• To do
Give back, exactly as written, the lines from the first line of the data below through the line with "box: [0, 165, 345, 230]", and omit the pictures.

• Records for this exercise
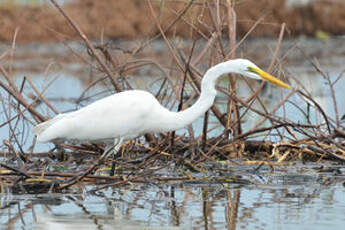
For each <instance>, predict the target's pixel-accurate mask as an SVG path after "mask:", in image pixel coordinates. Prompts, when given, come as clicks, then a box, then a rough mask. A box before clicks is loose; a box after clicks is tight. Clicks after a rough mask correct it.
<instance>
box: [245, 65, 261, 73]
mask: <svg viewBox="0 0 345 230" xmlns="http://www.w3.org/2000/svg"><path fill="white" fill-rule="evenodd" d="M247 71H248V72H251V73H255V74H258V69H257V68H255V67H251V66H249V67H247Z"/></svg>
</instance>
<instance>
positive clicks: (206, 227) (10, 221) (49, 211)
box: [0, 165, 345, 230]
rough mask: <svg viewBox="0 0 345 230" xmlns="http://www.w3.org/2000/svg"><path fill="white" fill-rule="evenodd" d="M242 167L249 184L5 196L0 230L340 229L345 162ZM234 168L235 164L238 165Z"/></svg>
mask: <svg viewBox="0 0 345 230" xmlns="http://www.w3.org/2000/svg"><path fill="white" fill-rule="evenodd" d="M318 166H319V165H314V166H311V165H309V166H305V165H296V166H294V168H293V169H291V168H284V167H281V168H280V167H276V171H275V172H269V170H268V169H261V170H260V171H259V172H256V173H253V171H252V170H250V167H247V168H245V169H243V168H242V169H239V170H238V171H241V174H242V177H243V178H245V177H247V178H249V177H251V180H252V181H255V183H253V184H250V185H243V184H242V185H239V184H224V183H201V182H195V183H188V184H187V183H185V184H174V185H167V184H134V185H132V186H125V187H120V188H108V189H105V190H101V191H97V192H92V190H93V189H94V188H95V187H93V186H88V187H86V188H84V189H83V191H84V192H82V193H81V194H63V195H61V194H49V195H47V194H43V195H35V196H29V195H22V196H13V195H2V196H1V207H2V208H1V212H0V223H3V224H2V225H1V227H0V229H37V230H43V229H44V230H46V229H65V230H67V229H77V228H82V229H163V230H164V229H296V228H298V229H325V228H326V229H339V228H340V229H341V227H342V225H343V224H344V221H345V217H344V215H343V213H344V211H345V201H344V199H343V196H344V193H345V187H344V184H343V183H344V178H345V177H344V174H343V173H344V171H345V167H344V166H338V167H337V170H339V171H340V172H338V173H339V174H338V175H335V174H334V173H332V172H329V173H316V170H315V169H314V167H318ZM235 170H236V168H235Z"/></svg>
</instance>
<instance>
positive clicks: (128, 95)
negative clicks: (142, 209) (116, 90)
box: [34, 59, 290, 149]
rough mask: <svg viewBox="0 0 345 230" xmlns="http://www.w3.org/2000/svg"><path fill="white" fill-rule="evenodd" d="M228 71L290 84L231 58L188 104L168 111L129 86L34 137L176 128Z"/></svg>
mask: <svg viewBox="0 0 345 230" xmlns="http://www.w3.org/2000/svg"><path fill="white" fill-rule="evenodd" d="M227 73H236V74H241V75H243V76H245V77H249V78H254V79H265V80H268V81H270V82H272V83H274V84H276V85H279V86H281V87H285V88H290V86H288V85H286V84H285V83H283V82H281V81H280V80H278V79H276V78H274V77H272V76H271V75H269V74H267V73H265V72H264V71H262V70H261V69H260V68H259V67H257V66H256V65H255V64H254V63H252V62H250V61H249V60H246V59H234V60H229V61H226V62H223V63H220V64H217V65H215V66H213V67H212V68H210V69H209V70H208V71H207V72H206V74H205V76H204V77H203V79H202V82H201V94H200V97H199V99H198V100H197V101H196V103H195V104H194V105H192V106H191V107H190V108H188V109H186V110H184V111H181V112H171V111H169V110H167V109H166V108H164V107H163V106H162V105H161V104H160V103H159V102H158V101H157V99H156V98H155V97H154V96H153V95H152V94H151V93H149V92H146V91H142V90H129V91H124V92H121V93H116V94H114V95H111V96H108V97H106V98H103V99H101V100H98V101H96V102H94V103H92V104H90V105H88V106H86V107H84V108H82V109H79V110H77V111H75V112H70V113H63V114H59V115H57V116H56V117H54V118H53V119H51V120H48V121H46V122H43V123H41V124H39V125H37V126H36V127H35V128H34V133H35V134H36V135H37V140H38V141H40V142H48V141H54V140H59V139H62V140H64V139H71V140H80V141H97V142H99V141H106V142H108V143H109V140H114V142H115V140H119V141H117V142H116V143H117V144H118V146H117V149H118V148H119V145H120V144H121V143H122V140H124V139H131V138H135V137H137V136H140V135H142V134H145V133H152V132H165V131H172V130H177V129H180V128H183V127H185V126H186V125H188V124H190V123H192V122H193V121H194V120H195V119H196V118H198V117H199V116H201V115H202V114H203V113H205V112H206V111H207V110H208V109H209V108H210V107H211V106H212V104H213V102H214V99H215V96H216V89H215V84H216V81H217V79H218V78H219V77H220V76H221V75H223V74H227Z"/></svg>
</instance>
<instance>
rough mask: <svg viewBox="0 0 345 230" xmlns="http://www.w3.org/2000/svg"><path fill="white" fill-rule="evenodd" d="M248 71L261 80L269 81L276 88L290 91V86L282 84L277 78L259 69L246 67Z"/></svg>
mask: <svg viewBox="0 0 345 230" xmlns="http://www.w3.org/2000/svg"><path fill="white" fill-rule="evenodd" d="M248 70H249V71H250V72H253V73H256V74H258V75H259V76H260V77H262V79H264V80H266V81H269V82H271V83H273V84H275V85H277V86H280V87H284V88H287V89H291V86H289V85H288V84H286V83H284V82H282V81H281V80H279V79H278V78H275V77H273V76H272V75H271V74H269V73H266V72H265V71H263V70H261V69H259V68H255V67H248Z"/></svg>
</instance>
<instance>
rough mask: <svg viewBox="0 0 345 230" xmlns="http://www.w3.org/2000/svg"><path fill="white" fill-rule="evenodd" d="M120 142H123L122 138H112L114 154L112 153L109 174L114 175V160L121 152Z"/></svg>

• Response to the exercise
For each <instance>, predict the target's pixel-accurate mask as an SVG path after "mask:", in image pixel coordinates. Prompts, when given, come as clicks, then a box, then a rough mask. A box before clicks is loose; a box after clicks is tight. Clicks after a rough mask correct it.
<instance>
box: [245, 65, 261, 73]
mask: <svg viewBox="0 0 345 230" xmlns="http://www.w3.org/2000/svg"><path fill="white" fill-rule="evenodd" d="M247 71H248V72H251V73H255V74H258V69H257V68H255V67H251V66H249V67H247Z"/></svg>
</instance>
<instance>
positive clicks: (206, 227) (10, 221) (49, 211)
box: [0, 165, 345, 230]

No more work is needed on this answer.